▸ WRITTEN REQUEST: Please copy word for word the part of the data that opens with the line containing "of the bowl" and closes with the last line of the data, including both ends.
======== PROVIDED ENTRIES
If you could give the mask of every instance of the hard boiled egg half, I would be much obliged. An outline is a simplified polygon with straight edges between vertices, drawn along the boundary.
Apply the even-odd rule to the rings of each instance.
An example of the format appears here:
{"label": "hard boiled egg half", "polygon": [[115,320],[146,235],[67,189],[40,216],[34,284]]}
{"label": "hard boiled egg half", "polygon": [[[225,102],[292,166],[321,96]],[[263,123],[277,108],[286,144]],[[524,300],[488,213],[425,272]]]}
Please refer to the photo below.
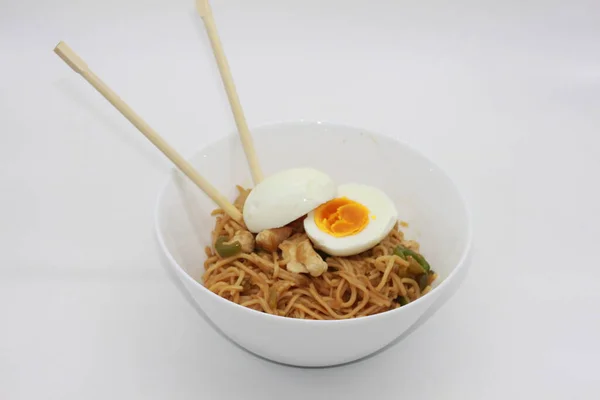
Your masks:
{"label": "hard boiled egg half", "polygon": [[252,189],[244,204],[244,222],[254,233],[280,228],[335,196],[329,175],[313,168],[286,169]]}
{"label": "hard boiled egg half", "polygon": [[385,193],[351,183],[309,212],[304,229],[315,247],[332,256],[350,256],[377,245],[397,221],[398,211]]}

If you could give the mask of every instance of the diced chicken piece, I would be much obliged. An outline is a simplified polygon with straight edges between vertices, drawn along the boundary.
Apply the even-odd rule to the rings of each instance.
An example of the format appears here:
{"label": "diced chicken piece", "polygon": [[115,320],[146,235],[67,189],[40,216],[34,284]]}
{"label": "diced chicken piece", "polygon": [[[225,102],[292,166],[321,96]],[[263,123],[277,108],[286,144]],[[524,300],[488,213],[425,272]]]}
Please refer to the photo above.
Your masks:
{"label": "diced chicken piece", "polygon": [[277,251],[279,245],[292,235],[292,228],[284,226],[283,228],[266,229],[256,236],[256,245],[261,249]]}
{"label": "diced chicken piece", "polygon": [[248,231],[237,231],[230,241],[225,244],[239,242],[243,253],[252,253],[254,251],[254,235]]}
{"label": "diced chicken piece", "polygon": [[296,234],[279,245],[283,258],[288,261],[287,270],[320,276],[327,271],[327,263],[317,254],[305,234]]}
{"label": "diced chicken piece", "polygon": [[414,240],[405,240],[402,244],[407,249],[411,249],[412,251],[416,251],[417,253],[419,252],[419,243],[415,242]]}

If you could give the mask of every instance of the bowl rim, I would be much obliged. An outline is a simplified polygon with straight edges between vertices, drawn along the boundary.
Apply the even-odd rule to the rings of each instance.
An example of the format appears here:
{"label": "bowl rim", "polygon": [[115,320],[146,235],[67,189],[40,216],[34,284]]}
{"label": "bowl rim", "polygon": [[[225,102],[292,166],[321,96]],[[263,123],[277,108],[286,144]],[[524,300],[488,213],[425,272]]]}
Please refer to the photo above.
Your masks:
================
▸ EXERCISE ANSWER:
If you could give the mask of every instance of the bowl rim, I would be much obliged. An outline is a simplified polygon with straight edges between vertices, drawn along the boundary.
Apply the even-odd rule to the rings of each instance.
An example of the format appears here:
{"label": "bowl rim", "polygon": [[115,320],[146,235],[67,189],[40,216],[34,284]]}
{"label": "bowl rim", "polygon": [[[225,102],[292,166],[321,96]],[[263,123],[277,108],[286,144]],[[524,300],[488,213],[425,272]]]}
Please refer to the photo above.
Your masks:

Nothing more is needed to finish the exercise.